Task to carry out: The entries below should be transcribed in their entirety, exactly as written.

Exercise material:

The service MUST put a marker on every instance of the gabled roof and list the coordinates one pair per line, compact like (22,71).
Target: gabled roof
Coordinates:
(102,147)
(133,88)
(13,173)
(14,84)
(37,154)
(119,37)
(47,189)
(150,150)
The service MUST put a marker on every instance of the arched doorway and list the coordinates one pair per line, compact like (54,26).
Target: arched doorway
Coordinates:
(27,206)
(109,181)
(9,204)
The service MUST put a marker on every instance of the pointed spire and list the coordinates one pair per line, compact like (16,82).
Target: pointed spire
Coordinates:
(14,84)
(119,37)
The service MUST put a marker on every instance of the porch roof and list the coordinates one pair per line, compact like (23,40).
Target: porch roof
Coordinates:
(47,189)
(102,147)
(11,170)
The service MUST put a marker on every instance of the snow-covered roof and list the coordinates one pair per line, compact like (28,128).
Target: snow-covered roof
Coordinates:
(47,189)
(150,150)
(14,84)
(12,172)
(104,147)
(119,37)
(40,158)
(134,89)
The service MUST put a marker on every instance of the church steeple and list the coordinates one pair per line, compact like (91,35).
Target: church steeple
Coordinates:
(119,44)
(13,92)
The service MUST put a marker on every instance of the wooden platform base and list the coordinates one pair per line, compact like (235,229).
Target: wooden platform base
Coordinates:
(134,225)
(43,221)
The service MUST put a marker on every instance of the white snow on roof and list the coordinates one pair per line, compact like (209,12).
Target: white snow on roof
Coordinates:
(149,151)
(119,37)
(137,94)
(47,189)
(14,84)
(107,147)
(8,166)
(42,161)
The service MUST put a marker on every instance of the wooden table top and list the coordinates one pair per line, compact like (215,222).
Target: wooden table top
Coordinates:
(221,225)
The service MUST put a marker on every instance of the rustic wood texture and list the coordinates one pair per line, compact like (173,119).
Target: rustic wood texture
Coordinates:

Output for this task:
The service MUST put a marker on every instance of the gabled roof and list the coordinates one pair per line, compact like (22,71).
Target: gabled roof
Coordinates:
(102,147)
(133,88)
(13,173)
(14,84)
(37,154)
(119,37)
(47,189)
(150,150)
The service MUST put a marker on every instance of the arched doorway and list the coordinates one pair per line, compact like (54,26).
Target: arched doorway
Coordinates:
(27,206)
(109,181)
(9,204)
The service MUST put a marker on every instance of the pointed spire and list the coordinates one pair per line, compact like (16,82).
Target: pointed spire
Coordinates:
(14,84)
(119,37)
The service MUST put a marker on every instance of the porch roof and list the coordinates one pair per line, compact like (23,40).
Target: porch roof
Coordinates:
(47,189)
(102,147)
(11,170)
The service MUST put a marker on every instance of the snow-covered roof and list the coordinates one pair per line, compact like (28,128).
Target: snow-covered roof
Coordinates:
(47,189)
(150,150)
(14,84)
(12,172)
(104,147)
(119,37)
(40,158)
(134,89)
The service MUST put a marker on every instance of the church steeple and list the coordinates one pair per line, compact like (91,35).
Target: church steeple
Coordinates:
(119,44)
(13,92)
The service MUST put a marker on every instance of the wooden platform base and list the coordinates one pair per line, compact like (235,229).
Target: wooden platform base
Coordinates:
(134,225)
(43,221)
The service MUST put a marker on every instance of the white snow on roof and list the coordinates one pair per line, compact like (209,12).
Target: white snow on roof
Coordinates:
(149,151)
(119,37)
(137,94)
(47,189)
(14,84)
(107,147)
(8,166)
(42,161)
The service MUST put a marker on every instance of the wooden table top and list the coordinates one pair per line, compact like (215,222).
Target: wooden table top
Coordinates:
(221,225)
The service MUST put a marker on every instance of the rustic wood texture and list the coordinates one pair per line, compact like (173,119).
Target: rustic wood texture
Coordinates:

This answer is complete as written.